**OBJECTIVE A**
Extract every line of the listing below that contains the string "patch". Case counts.

**QUOTED PASSAGE**
--
Re: Help with Compressed Storage

prasenjit mukherjee Wed, 17 Feb 2010 19:01:40 -0800

I have a similar issue with bz2 files. I have the hadoop directories :

/ip/data/ : containing unzipped text files ( foo1.txt, foo2.txt )
/ip/datacompressed/ : containing same files bzipped (  foo1.bz2, foo2.bz2 )


CREATE EXTERNAL TABLE tx_log(id1 string, id2 string, id3 string)
   ROW FORMAT DELIMITED FIELDS TERMINATED BY '\002'
   LOCATION '/ip/datacompressed/';
SELECT *  FROM tx_log limit 1;

The command works fine with LOCATION '/ip/data/' but doesnt work with
LOCATION '/ip/datacompressed/'

Any pointers ? I thought ( like Pig  ) hive automatically detects .bz2
extensions and applies appropriate decompression. Am I wrong ?

-Prasen


On Thu, Feb 18, 2010 at 3:04 AM, Zheng Shao <[email protected]> wrote:

> I just corrected the wiki page. It will also be a good idea to support
> case-insensitive boolean values in the code.
>
> Zheng
>
> On Wed, Feb 17, 2010 at 9:27 AM, Brent Miller <[email protected]>
> wrote:
> > Thanks Adam, that works for me as well.
> > It seems that the property for hive.exec.compress.output is case
> sensitive,
> > and when it is set to TRUE (as it is on the compressed storage page on
> the
> > wiki) it is ignored by hive.
--
**DATA PROVIDED**
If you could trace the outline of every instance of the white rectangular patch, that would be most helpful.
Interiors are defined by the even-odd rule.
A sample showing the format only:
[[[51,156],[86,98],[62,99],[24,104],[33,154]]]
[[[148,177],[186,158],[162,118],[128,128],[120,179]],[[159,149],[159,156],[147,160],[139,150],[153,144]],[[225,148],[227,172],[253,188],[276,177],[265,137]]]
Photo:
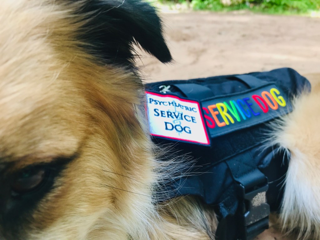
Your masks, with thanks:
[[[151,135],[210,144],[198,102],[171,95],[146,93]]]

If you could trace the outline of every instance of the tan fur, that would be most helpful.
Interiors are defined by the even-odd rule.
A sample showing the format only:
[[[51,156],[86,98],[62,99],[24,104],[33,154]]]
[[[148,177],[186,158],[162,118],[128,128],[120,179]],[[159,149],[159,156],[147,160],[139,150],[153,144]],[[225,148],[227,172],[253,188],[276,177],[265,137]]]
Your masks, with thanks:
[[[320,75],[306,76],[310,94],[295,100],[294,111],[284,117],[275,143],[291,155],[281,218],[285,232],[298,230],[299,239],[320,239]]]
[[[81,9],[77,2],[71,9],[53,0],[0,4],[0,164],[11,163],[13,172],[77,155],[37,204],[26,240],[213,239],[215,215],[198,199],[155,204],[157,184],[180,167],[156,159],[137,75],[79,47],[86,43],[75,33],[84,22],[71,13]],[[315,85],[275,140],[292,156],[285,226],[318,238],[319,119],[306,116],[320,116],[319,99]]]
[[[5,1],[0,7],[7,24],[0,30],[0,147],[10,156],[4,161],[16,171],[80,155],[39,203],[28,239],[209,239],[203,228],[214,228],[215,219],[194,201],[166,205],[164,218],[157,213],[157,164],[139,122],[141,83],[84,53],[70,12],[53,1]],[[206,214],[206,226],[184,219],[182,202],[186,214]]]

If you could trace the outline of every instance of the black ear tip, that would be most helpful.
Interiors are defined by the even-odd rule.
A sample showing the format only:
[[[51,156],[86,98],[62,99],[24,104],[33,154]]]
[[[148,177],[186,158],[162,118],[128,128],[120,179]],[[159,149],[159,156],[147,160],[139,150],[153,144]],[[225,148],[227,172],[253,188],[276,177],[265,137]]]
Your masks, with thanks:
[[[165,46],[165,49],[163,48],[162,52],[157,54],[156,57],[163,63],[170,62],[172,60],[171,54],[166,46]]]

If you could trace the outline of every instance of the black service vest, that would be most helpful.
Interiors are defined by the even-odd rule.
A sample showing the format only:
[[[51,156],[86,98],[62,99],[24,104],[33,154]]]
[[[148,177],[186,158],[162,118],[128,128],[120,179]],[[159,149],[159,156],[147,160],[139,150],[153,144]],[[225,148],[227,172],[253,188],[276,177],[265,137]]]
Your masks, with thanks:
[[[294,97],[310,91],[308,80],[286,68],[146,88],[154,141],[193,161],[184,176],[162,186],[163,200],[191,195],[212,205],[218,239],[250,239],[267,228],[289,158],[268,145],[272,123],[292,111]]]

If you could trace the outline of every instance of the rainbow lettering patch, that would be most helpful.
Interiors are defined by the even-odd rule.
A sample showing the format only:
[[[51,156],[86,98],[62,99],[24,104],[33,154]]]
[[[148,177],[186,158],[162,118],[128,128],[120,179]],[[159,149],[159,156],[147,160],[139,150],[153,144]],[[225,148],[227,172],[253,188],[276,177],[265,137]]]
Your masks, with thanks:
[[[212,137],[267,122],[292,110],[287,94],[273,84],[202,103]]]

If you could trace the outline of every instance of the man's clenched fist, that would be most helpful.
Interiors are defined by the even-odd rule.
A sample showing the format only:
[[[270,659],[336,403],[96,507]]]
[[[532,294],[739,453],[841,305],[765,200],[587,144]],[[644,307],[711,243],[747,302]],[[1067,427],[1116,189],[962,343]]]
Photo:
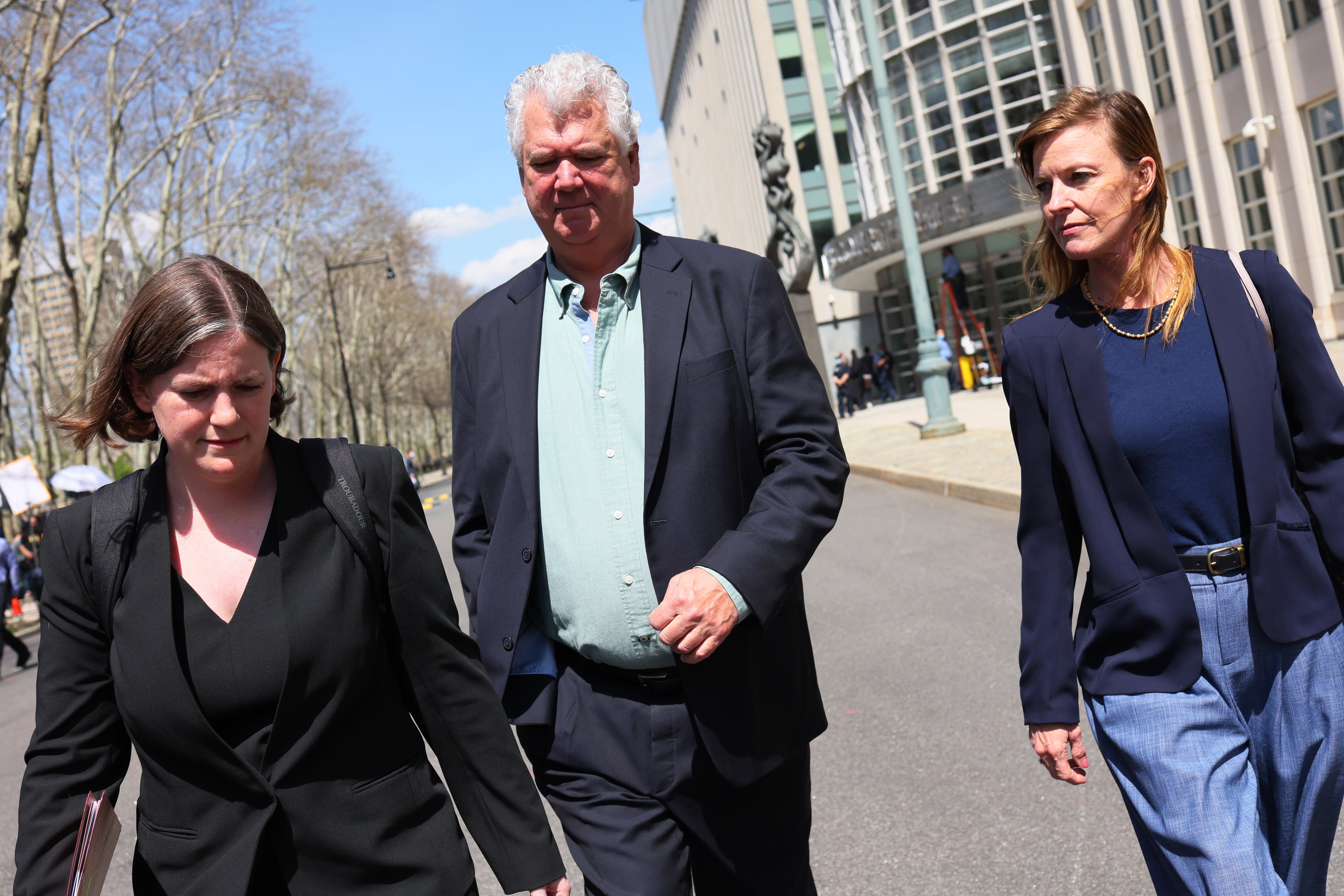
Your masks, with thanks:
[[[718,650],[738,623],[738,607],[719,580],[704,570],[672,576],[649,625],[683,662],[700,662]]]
--
**OBJECTIVE B**
Answer these questions on the Hive compressed-storage thread above:
(i) Which directory holds the bzipped copies of the text files?
(ii) What field delimiter does the CREATE EXTERNAL TABLE statement set?
(iii) Which property does the quoted reply describe as case sensitive?

**RIGHT ANSWER A**
If you could trace the outline of every instance of the white rectangular patch, that would be most helpful.
If you could trace the outline of every instance of the rainbow lettering patch, that would be most helpful.

**RIGHT ANSWER B**
(i) /ip/datacompressed/
(ii) '\002'
(iii) hive.exec.compress.output